DATASET RECORDS>

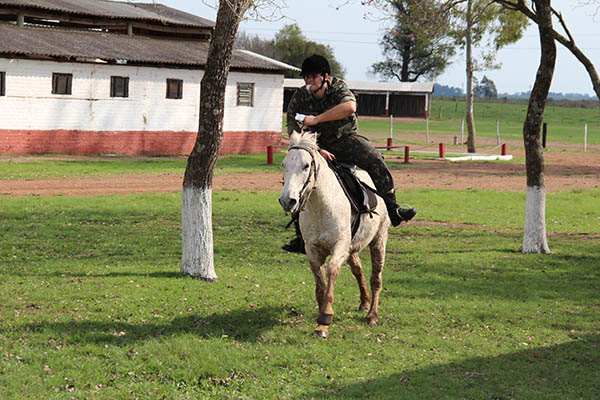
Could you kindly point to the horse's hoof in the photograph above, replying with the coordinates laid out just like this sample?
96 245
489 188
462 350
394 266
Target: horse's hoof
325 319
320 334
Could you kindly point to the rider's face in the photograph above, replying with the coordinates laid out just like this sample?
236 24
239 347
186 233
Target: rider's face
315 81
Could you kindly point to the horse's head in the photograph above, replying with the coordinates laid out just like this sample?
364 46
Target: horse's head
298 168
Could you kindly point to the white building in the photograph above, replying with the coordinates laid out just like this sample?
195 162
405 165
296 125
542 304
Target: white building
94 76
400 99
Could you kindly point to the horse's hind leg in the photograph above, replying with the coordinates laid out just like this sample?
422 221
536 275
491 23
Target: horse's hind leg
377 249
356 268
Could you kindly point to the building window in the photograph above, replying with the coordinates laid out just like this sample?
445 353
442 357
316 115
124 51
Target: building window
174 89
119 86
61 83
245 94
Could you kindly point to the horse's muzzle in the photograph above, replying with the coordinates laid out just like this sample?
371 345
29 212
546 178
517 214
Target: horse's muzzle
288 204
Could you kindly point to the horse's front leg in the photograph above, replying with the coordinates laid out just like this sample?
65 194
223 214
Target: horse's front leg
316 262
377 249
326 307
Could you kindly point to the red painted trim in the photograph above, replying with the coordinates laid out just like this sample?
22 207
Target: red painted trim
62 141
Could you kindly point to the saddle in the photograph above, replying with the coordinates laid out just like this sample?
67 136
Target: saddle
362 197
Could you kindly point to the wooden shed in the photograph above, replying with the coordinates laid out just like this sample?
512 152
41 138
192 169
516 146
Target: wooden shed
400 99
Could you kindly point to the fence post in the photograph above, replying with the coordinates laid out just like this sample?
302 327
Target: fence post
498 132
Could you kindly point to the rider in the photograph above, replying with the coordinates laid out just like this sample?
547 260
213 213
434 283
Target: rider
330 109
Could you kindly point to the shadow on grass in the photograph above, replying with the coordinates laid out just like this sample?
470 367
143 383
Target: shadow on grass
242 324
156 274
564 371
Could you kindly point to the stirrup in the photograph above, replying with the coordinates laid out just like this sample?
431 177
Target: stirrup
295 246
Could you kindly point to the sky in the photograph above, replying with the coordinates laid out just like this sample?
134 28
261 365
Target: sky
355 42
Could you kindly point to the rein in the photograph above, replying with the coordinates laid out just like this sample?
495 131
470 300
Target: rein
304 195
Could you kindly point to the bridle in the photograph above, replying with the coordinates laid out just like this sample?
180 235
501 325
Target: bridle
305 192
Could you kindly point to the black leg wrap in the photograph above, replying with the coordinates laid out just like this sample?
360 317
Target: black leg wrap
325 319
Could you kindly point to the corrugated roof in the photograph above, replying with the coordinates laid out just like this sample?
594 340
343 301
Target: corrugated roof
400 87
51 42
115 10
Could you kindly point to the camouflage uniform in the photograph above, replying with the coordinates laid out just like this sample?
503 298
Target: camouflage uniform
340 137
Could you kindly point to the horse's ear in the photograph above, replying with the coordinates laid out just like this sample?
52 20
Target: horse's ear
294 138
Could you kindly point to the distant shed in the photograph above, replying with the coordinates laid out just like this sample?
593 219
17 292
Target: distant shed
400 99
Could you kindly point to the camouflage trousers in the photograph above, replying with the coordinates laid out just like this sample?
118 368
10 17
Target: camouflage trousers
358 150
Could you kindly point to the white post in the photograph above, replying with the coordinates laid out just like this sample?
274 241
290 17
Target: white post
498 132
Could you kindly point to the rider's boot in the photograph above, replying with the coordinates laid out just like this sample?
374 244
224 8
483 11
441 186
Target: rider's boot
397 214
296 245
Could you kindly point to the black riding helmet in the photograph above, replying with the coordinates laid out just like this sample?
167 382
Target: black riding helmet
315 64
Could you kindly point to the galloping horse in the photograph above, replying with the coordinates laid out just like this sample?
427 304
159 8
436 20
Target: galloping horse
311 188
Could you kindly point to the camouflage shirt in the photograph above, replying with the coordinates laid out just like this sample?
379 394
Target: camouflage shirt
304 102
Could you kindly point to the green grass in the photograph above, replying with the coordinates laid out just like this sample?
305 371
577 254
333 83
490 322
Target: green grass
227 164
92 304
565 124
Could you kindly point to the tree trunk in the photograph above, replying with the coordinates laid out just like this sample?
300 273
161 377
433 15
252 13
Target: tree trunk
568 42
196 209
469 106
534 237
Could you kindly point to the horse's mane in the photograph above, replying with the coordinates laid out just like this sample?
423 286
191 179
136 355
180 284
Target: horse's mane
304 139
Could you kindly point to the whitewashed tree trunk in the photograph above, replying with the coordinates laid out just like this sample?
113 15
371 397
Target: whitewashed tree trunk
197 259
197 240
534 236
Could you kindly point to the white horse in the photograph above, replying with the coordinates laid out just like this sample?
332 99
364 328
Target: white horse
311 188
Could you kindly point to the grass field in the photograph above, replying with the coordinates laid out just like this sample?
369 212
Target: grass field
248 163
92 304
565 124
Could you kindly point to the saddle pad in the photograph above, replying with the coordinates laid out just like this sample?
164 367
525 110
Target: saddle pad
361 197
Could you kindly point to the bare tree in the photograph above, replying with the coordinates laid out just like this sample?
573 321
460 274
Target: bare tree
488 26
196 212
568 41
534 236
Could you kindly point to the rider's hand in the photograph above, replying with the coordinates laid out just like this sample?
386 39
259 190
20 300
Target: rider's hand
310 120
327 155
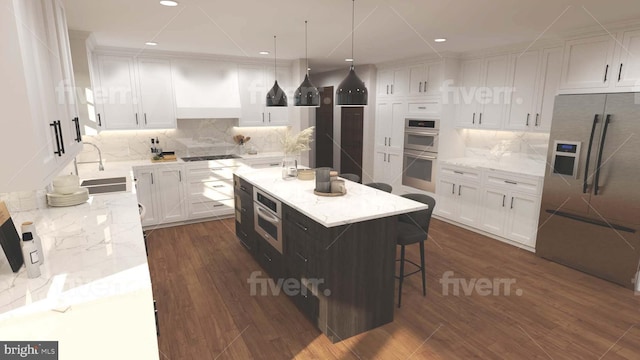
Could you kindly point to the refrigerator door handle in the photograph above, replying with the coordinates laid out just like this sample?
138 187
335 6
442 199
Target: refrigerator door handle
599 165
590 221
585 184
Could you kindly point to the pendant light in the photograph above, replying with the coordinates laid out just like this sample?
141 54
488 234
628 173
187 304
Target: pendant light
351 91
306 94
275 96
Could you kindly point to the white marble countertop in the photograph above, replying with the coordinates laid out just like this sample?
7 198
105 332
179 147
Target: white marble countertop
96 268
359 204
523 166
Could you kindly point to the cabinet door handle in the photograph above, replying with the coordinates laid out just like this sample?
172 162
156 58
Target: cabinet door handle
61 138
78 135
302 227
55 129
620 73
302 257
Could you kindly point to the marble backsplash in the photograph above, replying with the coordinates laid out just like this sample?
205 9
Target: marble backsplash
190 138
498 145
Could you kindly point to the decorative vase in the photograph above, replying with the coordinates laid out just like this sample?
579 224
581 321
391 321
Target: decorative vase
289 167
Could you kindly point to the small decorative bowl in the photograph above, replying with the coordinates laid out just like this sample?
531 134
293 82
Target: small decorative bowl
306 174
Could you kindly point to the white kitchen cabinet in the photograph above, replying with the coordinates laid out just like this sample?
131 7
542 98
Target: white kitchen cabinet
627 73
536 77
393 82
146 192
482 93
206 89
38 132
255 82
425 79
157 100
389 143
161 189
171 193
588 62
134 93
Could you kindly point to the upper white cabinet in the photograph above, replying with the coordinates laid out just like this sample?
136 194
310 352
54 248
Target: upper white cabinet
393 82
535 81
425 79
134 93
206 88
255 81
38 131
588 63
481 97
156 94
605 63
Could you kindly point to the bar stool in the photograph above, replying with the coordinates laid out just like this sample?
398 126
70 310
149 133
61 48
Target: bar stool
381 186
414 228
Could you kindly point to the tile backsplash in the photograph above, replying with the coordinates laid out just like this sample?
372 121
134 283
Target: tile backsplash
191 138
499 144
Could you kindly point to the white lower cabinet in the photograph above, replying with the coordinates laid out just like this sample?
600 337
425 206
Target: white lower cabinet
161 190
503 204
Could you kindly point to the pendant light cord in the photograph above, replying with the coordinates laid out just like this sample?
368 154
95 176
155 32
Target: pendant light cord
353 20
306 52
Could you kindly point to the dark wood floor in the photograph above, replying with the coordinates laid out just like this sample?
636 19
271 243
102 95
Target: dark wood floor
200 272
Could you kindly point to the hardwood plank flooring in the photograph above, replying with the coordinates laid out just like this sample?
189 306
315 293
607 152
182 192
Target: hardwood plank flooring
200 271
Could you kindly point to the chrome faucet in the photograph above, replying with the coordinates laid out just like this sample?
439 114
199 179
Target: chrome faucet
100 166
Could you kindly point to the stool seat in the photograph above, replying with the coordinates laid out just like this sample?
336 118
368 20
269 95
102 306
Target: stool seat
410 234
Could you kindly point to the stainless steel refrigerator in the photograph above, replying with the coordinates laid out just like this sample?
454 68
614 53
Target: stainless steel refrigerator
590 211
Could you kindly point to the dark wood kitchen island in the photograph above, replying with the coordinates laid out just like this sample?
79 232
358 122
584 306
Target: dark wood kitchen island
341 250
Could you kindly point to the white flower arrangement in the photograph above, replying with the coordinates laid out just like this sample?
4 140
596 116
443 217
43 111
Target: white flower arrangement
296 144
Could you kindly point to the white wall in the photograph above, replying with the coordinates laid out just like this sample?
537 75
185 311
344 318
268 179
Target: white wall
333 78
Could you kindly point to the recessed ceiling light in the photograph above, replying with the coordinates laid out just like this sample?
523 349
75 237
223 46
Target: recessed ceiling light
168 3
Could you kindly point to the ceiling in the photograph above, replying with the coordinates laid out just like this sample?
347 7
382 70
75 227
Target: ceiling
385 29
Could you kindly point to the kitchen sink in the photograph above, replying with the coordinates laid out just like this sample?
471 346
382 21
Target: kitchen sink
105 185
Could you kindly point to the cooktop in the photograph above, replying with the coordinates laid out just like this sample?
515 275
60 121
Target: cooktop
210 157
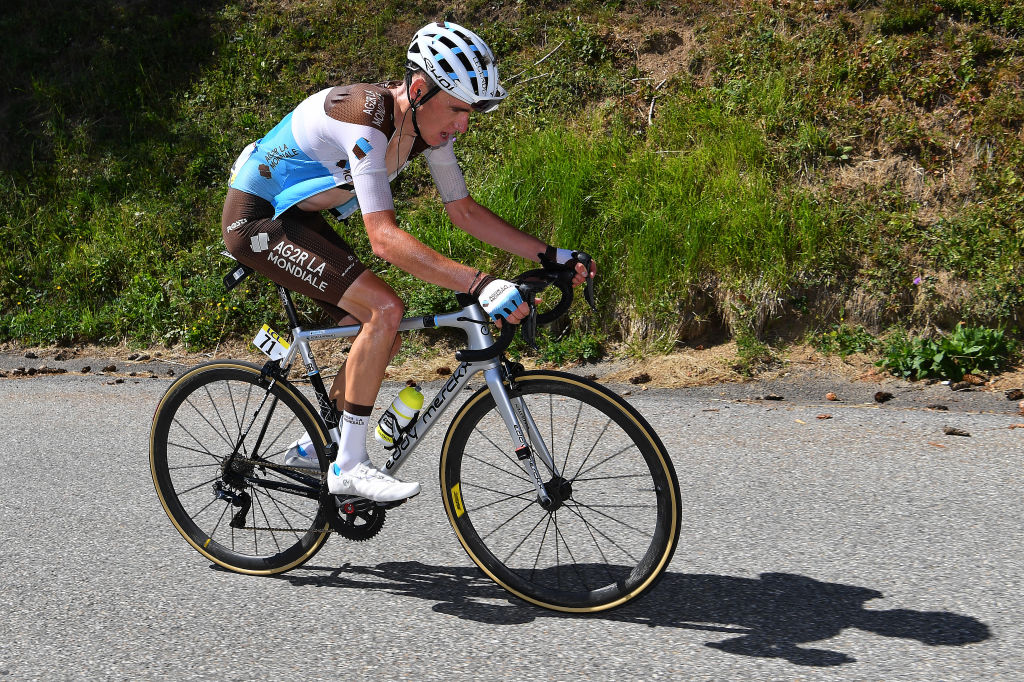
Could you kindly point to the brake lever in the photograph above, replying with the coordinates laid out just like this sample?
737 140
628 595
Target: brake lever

TASK>
Revise the listing from the line containing "Could you kindly point to the white wall" through the end of the listing, inclusive, changing "cooktop" to "stovetop" and leaving everything else unchanged. Give only those lines, without the pictures.

OUTPUT OF THE TASK>
Could you kindly point to the white wall in the photograph above, replying with the coordinates laid out just like this sample?
537 75
185 311
344 318
268 179
Target: white wall
333 78
Could you kindly point to the recessed ceiling light in the photograph above, replying with the coordinates laid out just like this sample?
523 349
75 237
223 46
Target: recessed ceiling light
168 3
Could you kindly point to the ceiling in the photograph above, replying with the coordinates laid out just like this sample?
347 7
382 70
75 227
Target: ceiling
385 29
Could you kindly point to the kitchen sink in the photograph above, replying with the coordinates laid out just like this sample?
471 346
382 21
Target: kitchen sink
105 185
Could you kindly point to the stovetop in the photograph above, replying with the coordinates laid out just like this sample?
515 275
60 121
Target: stovetop
210 157
Could you kindly point to the brake lever in the photograph above, replying with the coordinates laid out just like this sample?
737 140
628 595
Target: brake lever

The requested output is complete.